*** Block opens ***

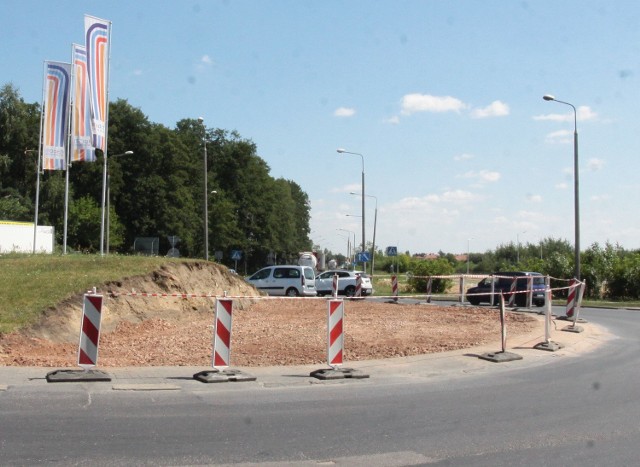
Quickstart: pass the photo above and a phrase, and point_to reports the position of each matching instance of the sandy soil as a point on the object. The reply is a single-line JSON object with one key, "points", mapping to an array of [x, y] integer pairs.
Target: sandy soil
{"points": [[154, 331]]}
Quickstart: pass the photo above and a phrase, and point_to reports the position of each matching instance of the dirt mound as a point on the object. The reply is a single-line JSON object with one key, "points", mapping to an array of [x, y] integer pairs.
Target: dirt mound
{"points": [[150, 331]]}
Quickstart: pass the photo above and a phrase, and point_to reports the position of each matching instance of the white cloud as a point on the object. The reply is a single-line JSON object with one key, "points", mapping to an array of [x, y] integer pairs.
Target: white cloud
{"points": [[495, 109], [488, 176], [457, 196], [583, 113], [412, 103], [595, 164], [344, 112], [463, 157]]}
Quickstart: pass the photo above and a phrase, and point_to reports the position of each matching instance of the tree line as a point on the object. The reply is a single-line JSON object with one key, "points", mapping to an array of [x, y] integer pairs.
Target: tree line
{"points": [[158, 191]]}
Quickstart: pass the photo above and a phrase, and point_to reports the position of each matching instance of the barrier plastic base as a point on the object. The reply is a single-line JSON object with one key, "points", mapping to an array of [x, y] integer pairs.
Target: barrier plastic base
{"points": [[500, 357], [77, 376], [570, 318], [548, 346], [338, 373], [223, 376]]}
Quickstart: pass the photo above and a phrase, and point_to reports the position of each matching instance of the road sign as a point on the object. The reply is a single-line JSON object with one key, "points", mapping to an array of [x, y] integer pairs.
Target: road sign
{"points": [[363, 257]]}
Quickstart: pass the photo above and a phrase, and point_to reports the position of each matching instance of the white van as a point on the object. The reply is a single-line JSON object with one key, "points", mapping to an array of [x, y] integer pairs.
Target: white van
{"points": [[291, 281]]}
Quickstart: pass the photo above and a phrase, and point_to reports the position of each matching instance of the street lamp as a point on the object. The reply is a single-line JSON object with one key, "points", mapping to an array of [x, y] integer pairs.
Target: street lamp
{"points": [[35, 222], [206, 197], [343, 151], [576, 184], [375, 221], [518, 246], [126, 153]]}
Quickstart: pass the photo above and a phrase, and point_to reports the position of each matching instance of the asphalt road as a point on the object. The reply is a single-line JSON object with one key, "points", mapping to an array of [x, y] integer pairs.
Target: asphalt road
{"points": [[569, 408]]}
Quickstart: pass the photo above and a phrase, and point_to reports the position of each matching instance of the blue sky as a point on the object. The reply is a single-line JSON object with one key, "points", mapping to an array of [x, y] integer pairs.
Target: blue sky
{"points": [[442, 99]]}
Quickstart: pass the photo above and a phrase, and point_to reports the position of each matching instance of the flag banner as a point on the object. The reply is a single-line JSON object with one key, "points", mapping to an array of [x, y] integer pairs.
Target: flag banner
{"points": [[56, 115], [97, 37], [81, 141]]}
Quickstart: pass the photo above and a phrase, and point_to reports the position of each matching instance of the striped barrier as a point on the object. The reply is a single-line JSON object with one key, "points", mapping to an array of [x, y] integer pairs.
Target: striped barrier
{"points": [[335, 346], [221, 355], [88, 346], [512, 293], [90, 332], [222, 334], [394, 288], [571, 298], [335, 337], [358, 286]]}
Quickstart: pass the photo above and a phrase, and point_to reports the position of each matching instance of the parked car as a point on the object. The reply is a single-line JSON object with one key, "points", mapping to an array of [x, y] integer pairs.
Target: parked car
{"points": [[502, 282], [285, 280], [346, 282]]}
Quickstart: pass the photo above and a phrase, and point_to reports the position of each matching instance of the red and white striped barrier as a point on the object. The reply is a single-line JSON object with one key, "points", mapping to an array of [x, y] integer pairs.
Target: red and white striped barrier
{"points": [[512, 296], [394, 288], [222, 334], [335, 338], [359, 286], [90, 332]]}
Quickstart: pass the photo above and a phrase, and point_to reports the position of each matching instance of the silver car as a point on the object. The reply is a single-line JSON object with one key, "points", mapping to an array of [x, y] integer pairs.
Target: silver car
{"points": [[292, 281], [346, 282]]}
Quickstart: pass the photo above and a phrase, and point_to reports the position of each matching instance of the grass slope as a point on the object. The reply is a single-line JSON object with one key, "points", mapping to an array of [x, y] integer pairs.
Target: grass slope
{"points": [[29, 284]]}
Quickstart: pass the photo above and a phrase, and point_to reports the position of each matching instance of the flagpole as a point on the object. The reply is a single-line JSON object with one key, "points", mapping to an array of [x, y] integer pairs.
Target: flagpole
{"points": [[35, 221], [106, 132], [68, 154]]}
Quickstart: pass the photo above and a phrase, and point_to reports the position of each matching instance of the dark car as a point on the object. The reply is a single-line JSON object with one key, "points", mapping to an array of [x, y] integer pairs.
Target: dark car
{"points": [[503, 282]]}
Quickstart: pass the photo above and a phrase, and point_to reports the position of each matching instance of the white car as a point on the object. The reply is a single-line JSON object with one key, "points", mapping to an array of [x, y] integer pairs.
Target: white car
{"points": [[346, 282], [291, 281]]}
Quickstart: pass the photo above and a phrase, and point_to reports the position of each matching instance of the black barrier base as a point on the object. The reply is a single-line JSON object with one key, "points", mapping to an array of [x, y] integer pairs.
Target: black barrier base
{"points": [[223, 376], [500, 357], [338, 373], [77, 376], [573, 328], [548, 346]]}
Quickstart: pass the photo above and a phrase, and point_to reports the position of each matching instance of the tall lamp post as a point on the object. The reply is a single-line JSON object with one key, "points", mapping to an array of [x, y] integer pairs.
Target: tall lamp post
{"points": [[127, 153], [206, 194], [343, 151], [375, 221], [576, 184], [349, 241]]}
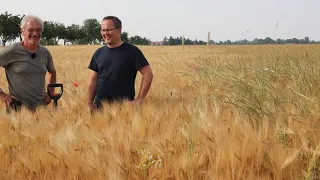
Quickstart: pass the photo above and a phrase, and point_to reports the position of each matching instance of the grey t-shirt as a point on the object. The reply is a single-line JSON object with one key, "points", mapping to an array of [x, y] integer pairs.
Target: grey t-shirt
{"points": [[26, 76]]}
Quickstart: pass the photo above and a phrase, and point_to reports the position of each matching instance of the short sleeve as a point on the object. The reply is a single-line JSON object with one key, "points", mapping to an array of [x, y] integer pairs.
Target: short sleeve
{"points": [[139, 60], [6, 56], [93, 63], [50, 66]]}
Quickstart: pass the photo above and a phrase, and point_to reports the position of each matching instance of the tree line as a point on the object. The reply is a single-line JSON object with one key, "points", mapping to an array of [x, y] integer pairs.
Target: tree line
{"points": [[178, 41], [89, 33]]}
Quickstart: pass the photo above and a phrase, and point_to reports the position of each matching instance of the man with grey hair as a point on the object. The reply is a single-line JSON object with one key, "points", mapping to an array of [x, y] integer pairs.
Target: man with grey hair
{"points": [[26, 64]]}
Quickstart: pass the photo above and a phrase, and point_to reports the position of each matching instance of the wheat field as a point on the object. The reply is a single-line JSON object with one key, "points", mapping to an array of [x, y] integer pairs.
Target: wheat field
{"points": [[217, 112]]}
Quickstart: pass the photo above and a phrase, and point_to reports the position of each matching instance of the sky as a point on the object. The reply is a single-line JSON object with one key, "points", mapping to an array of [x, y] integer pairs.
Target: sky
{"points": [[155, 19]]}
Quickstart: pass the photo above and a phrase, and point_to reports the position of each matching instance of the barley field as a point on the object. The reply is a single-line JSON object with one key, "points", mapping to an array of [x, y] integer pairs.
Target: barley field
{"points": [[218, 112]]}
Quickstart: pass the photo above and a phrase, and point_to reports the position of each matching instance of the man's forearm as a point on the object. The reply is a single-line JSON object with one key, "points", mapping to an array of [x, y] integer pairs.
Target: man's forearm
{"points": [[92, 92], [145, 86]]}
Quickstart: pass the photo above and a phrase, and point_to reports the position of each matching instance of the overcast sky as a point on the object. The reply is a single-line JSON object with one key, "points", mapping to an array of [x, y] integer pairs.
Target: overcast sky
{"points": [[154, 19]]}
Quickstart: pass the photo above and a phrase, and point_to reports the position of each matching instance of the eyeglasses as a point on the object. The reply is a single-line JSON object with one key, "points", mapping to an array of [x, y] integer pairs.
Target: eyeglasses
{"points": [[107, 30], [30, 30]]}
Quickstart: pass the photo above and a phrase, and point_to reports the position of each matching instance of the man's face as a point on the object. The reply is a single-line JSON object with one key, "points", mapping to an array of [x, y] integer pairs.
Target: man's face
{"points": [[109, 33], [32, 32]]}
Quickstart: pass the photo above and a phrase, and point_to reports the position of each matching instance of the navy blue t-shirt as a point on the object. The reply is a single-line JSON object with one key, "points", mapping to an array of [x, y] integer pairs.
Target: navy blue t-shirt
{"points": [[117, 69]]}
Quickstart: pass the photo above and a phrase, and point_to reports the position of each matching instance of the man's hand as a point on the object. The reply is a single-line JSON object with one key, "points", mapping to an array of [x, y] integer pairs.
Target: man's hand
{"points": [[47, 100], [6, 98]]}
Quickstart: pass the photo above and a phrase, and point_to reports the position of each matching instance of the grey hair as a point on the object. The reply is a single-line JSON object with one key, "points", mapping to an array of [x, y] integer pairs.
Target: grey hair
{"points": [[28, 18]]}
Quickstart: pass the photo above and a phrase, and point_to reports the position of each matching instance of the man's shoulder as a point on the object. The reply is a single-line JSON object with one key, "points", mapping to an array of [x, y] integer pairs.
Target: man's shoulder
{"points": [[131, 47]]}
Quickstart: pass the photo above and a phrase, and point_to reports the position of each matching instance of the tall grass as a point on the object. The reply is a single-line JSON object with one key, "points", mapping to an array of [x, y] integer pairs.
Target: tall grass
{"points": [[227, 112]]}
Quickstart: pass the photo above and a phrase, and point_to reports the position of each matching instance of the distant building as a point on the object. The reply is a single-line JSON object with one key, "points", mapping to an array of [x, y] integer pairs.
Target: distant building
{"points": [[157, 43]]}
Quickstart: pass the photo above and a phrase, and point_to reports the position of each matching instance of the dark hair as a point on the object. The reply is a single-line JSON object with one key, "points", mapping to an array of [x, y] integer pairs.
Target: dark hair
{"points": [[116, 21]]}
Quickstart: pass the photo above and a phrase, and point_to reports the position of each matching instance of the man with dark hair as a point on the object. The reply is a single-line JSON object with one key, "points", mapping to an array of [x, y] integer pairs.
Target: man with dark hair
{"points": [[114, 68]]}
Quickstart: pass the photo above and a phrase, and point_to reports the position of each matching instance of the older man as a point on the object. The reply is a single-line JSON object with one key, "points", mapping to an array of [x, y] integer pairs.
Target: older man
{"points": [[114, 68], [26, 64]]}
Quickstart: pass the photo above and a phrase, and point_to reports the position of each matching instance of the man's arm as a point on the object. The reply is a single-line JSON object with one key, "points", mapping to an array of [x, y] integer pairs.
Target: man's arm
{"points": [[146, 81], [92, 88], [52, 78]]}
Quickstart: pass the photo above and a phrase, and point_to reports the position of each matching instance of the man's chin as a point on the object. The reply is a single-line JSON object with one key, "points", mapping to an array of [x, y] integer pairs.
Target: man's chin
{"points": [[33, 41]]}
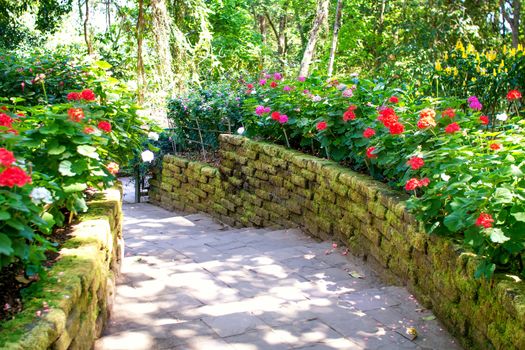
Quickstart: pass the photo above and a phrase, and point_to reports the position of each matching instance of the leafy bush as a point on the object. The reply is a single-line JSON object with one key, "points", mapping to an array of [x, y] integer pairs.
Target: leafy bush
{"points": [[64, 148], [203, 113], [465, 172]]}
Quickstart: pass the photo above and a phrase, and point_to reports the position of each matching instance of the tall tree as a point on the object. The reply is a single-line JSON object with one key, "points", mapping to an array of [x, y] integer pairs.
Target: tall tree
{"points": [[335, 34], [320, 18]]}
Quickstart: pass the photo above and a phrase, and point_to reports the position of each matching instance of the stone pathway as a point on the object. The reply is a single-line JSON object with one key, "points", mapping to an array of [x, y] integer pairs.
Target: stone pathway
{"points": [[191, 283]]}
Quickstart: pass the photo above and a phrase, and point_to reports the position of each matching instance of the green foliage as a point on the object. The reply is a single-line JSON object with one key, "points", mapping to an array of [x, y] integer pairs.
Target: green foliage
{"points": [[204, 113]]}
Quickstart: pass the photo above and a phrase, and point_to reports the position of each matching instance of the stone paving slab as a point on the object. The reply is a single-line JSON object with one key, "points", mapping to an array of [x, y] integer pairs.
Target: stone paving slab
{"points": [[190, 283]]}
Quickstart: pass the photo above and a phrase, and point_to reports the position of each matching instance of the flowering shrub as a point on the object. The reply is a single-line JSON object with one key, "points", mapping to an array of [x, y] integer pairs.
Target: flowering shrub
{"points": [[203, 113], [50, 154], [466, 179]]}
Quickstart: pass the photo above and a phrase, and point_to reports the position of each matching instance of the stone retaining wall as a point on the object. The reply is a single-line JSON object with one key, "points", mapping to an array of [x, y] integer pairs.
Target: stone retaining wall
{"points": [[69, 308], [259, 184]]}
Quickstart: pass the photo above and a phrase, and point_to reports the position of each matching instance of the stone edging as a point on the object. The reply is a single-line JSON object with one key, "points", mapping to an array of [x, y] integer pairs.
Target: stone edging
{"points": [[69, 308], [260, 184]]}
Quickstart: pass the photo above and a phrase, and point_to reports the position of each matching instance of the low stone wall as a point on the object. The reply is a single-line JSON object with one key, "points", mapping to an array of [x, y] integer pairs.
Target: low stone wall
{"points": [[259, 184], [68, 309]]}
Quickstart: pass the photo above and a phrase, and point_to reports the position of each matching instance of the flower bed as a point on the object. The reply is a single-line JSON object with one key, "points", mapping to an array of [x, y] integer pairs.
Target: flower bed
{"points": [[259, 184], [70, 305]]}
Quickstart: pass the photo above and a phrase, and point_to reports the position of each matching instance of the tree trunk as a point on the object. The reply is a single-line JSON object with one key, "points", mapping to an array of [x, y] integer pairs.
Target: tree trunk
{"points": [[322, 13], [87, 36], [337, 25], [162, 32], [513, 21], [140, 62]]}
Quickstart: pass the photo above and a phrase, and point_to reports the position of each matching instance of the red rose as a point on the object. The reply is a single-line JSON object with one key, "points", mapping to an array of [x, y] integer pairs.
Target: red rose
{"points": [[14, 176], [513, 95], [387, 116], [416, 162], [452, 128], [75, 114], [396, 128], [368, 133], [370, 152], [321, 126], [484, 220], [87, 95], [6, 120], [104, 126], [73, 96], [6, 157], [495, 146], [449, 112], [484, 120]]}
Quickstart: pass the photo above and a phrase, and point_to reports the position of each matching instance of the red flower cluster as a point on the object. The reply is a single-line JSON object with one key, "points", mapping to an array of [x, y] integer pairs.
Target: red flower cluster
{"points": [[484, 120], [426, 118], [349, 114], [513, 95], [368, 133], [14, 176], [414, 183], [6, 157], [104, 126], [387, 116], [416, 162], [484, 220], [86, 95], [396, 128], [452, 128], [370, 152], [449, 112], [75, 114]]}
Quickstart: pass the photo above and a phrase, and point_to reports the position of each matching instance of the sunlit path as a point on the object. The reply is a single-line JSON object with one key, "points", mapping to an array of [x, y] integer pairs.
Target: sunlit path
{"points": [[191, 283]]}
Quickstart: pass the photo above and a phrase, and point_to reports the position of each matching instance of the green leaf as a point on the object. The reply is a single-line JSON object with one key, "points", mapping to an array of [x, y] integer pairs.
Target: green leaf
{"points": [[5, 245], [497, 236], [88, 151], [55, 150], [76, 187], [64, 168], [455, 221], [103, 64], [502, 196]]}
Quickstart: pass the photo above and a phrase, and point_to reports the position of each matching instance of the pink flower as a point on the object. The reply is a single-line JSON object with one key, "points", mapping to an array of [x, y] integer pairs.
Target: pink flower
{"points": [[452, 128], [283, 118], [368, 133], [322, 125]]}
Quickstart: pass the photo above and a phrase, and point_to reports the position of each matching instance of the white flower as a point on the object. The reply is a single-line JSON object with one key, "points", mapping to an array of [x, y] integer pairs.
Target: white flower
{"points": [[502, 116], [147, 156], [153, 136], [41, 195]]}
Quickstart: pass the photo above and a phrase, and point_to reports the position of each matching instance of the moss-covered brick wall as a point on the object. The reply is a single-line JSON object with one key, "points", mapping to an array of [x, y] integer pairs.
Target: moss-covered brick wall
{"points": [[259, 184], [69, 307]]}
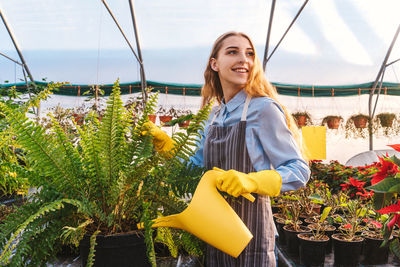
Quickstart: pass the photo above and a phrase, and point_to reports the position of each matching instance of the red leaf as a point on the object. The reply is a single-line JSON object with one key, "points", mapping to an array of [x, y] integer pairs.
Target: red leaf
{"points": [[390, 209], [395, 147]]}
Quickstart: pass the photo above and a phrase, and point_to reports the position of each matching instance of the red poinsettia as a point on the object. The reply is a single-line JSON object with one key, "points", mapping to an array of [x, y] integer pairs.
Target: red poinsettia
{"points": [[392, 209], [385, 168], [395, 147]]}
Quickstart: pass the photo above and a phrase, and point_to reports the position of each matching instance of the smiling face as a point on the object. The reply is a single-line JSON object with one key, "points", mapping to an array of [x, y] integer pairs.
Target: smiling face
{"points": [[233, 64]]}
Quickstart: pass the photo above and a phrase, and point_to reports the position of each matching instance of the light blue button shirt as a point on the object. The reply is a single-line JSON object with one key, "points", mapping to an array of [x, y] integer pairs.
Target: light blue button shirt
{"points": [[269, 141]]}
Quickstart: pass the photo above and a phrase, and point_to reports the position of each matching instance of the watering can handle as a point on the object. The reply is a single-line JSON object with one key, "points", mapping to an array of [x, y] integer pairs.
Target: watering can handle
{"points": [[249, 196]]}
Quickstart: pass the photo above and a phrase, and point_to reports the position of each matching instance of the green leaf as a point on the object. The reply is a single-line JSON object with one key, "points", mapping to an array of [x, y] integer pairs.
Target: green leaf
{"points": [[325, 213], [386, 185], [395, 247]]}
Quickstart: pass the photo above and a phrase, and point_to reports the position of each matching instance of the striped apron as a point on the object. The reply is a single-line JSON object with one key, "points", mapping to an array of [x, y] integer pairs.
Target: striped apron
{"points": [[225, 148]]}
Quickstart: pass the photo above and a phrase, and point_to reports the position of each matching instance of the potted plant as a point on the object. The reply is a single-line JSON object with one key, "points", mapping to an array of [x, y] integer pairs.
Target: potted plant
{"points": [[293, 227], [386, 124], [332, 121], [166, 115], [313, 245], [94, 191], [356, 126], [347, 244], [386, 183], [302, 118]]}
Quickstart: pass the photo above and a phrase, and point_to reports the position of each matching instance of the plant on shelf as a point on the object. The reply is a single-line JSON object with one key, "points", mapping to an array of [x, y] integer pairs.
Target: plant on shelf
{"points": [[166, 115], [386, 124], [357, 126], [386, 186], [100, 186], [302, 118], [332, 121]]}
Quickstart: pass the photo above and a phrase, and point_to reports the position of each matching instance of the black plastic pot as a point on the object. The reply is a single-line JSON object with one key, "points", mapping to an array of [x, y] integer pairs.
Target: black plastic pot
{"points": [[279, 223], [373, 253], [120, 250], [292, 242], [312, 252], [346, 253]]}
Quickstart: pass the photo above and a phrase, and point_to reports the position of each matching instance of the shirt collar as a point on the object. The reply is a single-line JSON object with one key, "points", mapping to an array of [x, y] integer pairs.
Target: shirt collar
{"points": [[235, 102]]}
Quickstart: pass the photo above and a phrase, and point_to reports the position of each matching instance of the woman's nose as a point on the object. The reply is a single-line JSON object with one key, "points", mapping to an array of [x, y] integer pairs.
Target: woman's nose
{"points": [[243, 57]]}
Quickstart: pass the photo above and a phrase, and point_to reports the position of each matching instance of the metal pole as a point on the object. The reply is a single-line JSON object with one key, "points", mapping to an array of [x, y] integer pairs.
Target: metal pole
{"points": [[371, 94], [120, 29], [17, 47], [271, 16], [143, 81], [13, 60], [287, 30]]}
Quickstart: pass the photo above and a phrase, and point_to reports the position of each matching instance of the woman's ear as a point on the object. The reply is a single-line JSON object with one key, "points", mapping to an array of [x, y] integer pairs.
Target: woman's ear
{"points": [[213, 64]]}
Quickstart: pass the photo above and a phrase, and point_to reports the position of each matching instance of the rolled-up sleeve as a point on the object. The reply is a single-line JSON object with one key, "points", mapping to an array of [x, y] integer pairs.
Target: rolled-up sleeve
{"points": [[279, 149]]}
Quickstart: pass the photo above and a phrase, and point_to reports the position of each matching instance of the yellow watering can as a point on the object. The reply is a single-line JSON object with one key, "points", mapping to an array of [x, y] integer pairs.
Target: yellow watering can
{"points": [[211, 218]]}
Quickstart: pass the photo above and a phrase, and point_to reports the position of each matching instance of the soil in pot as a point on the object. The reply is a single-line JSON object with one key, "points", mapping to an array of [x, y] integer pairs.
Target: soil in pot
{"points": [[373, 253], [280, 223], [119, 250], [312, 250], [346, 253], [292, 242], [328, 230]]}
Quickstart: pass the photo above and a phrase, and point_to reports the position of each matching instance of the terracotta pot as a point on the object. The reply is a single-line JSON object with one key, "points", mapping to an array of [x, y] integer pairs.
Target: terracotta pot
{"points": [[312, 252], [152, 118], [301, 120], [347, 253], [360, 121], [386, 121], [333, 122]]}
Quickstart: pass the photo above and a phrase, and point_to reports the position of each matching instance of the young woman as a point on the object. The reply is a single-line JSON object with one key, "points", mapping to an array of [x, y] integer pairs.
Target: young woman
{"points": [[249, 143]]}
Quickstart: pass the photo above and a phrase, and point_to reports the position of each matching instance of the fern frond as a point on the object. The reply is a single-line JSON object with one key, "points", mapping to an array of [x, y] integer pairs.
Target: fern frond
{"points": [[91, 257]]}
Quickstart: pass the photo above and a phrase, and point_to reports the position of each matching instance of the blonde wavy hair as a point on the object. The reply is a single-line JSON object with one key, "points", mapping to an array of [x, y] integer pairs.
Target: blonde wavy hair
{"points": [[256, 86]]}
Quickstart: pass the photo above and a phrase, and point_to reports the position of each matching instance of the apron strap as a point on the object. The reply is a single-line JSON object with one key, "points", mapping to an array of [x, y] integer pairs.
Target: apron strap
{"points": [[244, 113], [245, 108]]}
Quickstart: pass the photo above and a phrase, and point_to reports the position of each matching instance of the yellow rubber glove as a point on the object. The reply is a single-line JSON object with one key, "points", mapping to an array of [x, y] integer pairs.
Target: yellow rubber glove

*** Block closes ***

Prompt: Find every line above where the word "rubber" occurs, and copy that line.

Task result:
Quickstart: pass the photo above and a phrase, and point_to reports the position of each matching instance of the yellow rubber glove as a point on the object. The reply is a single-line JSON object with one key, "points", mapping to an array of [x, y] integer pairs.
Target: yellow rubber glove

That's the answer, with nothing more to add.